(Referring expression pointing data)
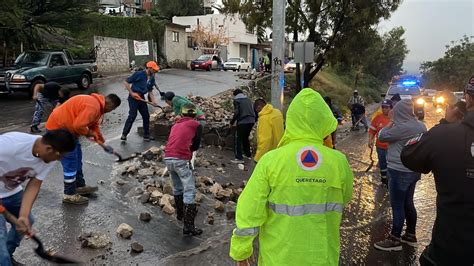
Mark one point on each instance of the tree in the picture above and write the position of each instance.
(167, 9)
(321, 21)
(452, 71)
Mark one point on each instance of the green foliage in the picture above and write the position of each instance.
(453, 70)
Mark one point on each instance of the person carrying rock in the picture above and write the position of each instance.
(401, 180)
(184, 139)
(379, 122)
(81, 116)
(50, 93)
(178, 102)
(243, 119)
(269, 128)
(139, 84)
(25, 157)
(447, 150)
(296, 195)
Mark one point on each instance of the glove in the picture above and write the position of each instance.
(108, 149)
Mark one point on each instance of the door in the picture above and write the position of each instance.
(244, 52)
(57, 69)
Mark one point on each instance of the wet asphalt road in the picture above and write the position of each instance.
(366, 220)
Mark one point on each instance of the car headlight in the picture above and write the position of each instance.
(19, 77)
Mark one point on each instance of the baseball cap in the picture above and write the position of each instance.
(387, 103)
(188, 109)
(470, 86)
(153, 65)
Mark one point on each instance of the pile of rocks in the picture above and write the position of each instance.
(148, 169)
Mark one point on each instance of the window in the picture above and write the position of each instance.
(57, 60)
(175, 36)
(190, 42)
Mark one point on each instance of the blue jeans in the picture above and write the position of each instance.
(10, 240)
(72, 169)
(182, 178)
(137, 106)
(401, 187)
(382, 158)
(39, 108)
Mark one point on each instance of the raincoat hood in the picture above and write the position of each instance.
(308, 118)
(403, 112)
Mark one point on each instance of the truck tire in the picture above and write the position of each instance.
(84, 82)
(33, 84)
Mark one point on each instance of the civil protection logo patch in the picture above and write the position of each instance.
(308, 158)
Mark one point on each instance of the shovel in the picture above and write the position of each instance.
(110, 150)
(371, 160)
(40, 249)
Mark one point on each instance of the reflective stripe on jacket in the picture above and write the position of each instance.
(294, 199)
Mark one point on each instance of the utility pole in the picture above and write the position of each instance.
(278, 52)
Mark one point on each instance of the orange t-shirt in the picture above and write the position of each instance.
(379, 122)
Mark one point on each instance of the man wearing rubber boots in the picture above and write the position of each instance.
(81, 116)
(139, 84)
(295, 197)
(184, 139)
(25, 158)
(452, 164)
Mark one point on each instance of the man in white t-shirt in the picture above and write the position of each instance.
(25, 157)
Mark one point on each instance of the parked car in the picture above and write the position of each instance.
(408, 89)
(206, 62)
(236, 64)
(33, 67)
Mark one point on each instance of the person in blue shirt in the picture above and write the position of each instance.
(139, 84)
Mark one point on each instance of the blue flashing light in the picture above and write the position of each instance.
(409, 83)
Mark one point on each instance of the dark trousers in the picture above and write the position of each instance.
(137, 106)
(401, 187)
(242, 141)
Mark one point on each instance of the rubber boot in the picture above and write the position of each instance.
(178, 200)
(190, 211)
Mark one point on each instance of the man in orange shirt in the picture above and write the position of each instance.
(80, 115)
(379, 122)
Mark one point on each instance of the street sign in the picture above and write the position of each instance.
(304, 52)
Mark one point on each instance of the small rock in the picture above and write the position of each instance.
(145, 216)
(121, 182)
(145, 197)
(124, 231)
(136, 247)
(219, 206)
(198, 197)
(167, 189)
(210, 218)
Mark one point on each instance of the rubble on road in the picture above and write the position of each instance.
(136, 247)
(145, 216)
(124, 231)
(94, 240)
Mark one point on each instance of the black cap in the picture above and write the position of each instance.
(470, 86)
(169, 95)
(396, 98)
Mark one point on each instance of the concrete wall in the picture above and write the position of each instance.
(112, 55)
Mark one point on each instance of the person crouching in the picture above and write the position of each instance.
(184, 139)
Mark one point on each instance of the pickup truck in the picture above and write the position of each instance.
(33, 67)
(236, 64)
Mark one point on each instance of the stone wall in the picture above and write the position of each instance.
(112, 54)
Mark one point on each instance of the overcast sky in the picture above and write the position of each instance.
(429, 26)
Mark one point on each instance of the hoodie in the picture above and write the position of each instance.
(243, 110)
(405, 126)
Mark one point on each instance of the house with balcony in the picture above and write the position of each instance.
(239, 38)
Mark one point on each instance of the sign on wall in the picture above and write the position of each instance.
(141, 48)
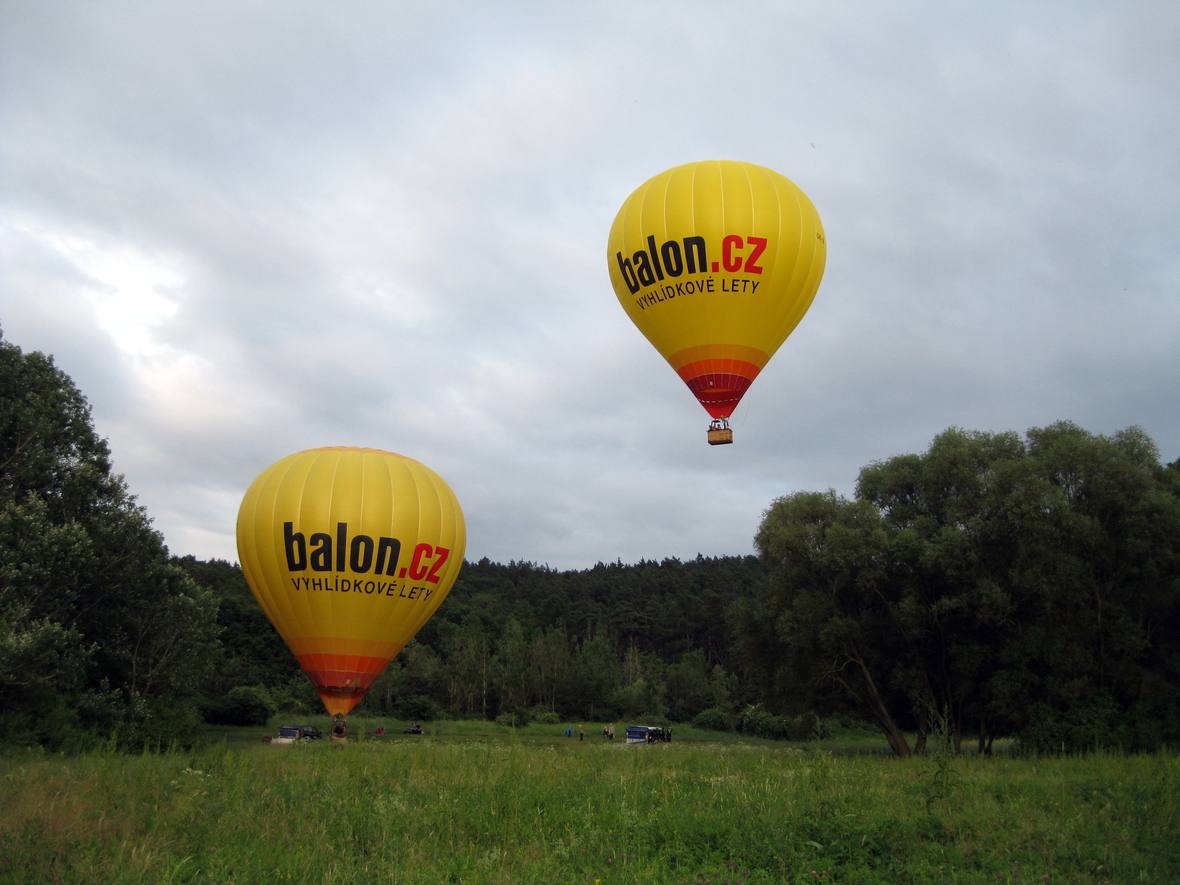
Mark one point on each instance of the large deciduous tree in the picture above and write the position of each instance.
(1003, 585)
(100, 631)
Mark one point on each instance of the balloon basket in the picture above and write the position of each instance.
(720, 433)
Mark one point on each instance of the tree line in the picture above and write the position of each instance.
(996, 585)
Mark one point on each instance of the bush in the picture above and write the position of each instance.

Task description:
Once the pictures are set aside, output all of the data above verbatim.

Expected answer:
Mark one point on each instance of the tree in the picture above and write the position of each instance.
(167, 9)
(321, 21)
(452, 71)
Mark one point on each instance of the green foliage in the picture above and write the position of each instance.
(453, 70)
Mark one point on each instance of the person carrying rock in the picture above and write the position of each instance.
(401, 180)
(184, 139)
(379, 122)
(81, 116)
(50, 93)
(178, 102)
(243, 119)
(269, 128)
(139, 84)
(25, 157)
(447, 150)
(296, 195)
Mark one point on each instance of the glove in the picture above and write the position of each instance.
(108, 149)
Mark one point on each instance of the door in the picture above and write the position of each instance.
(244, 52)
(57, 69)
Mark one point on each instance of the wet asphalt road in the picture above and write the position of each instance.
(366, 220)
Mark one point on each instance of the car headlight in the picture above and write the position of each instance.
(19, 77)
Mark one point on each instance of the baseball cap in the picture above and write the position of each instance.
(387, 103)
(188, 109)
(470, 86)
(153, 65)
Mark one point on each instance of the pile of rocks in the picture above and write the position of each instance.
(148, 169)
Mark one point on each instance of the window in the picture above and write the position of each instance.
(57, 60)
(175, 36)
(190, 42)
Mark one point on each instance of the blue jeans in the picture above and write the position of each instance.
(10, 240)
(72, 169)
(182, 178)
(137, 106)
(401, 187)
(382, 158)
(39, 108)
Mark one point on each instance of the raincoat hood in the picture above and write the position of each instance.
(308, 118)
(403, 112)
Mark one point on each instance of the truck tire in the picture above and write the position of each instance.
(84, 82)
(33, 84)
Mark one point on each instance of the civil protection logo patch in the picture above and write the position of each instance.
(308, 158)
Mark one point on each instance of the shovel in the picture above and write the position of each instance.
(110, 150)
(371, 160)
(40, 249)
Mark one point on each instance of the reflective stripe on jacket in the picture above and write the position of each instance.
(294, 199)
Mark one point on each instance of the utility pole in the picture above and write the position of each instance.
(278, 52)
Mark one point on each instance of the orange t-shirt in the picture above and write the position of each instance.
(379, 122)
Mark one point on each instance of the man wearing rubber boots in the picture above and write the position of each instance.
(81, 116)
(139, 84)
(295, 197)
(184, 139)
(25, 158)
(452, 164)
Mark one point on each instance of the man in white t-shirt in the picture above and write the position of each instance.
(25, 157)
Mark one point on each instance of the parked car in the picture above and write the position of each instance.
(408, 89)
(206, 62)
(236, 64)
(33, 67)
Mark one point on each instance of the person in blue shirt in the picture above and write the position of each instance.
(139, 84)
Mark one point on each instance of the blue flashing light in the picture above and write the position of each instance.
(409, 83)
Mark one point on each instance of the dark trousers in the picture above and write the position of each instance.
(137, 106)
(401, 187)
(242, 141)
Mark one point on each instance of the rubber boot in the picture above and write the position of each instance.
(178, 200)
(190, 211)
Mark one point on each instance of the man in orange shirt in the picture above and write the position of each instance.
(80, 115)
(379, 122)
Mark one point on each instance of the street sign in the picture above and write the position of each instance.
(304, 52)
Mark one point on each instance of the small rock in the picture above and write the position of each instance.
(145, 216)
(121, 182)
(145, 197)
(124, 231)
(136, 247)
(219, 206)
(198, 197)
(167, 189)
(210, 218)
Mark one point on each instance of the rubble on road in the picture above and write the position of each instance.
(136, 247)
(145, 216)
(124, 231)
(94, 240)
Mark one point on each instance of the black cap in the picture above and write the position of each instance.
(470, 86)
(169, 95)
(396, 98)
Mark one point on each instance of the concrete wall in the picture above and write the position of each instance.
(112, 55)
Mark one point on each instance of the person crouching in the picture above and write the position of each instance.
(184, 139)
Mark one point on each instance of the pickup truck in the picture above and write the position of each instance.
(33, 67)
(236, 64)
Mark one point on each instance of the stone wall in the picture above and write the position of each instance.
(112, 54)
Mark one point on each instance of the overcast sky in the picture above and write the position of each instance.
(429, 26)
Mark one point on each instance of the hoodie in the picture above and write the position of each instance.
(243, 110)
(405, 126)
Mark one point on each instance of the house with balcony in the picture above and write the position of each instance.
(239, 38)
Mark one point on each instance of the sign on wall in the picture above and write the position of each instance.
(141, 48)
Mark one point on each instance of the large deciduous tree in the picture above and write the position of each instance.
(1003, 585)
(100, 631)
Mark one point on each instance of the balloon basket in the picture above and write the position of each instance.
(720, 433)
Mark one point on each instance of the tree line in the picture above and write the position of each instance.
(996, 585)
Mark one point on each instance of the bush in the picture above and write the position of each instance.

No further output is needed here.